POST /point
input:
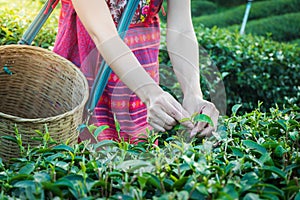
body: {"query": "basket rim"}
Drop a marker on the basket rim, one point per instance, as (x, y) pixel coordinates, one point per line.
(56, 117)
-*-
* _BRIEF_
Rewrite every line of the rows above, omitting the picture, and add 67 to each x and y value in the answer coordinates.

* _EXERCISE SOLUTION_
POST /point
input:
body: {"query": "basket rim"}
Drop a marker on the basket rim, one point per instance, as (x, y) pixel coordinates, one point per line.
(123, 184)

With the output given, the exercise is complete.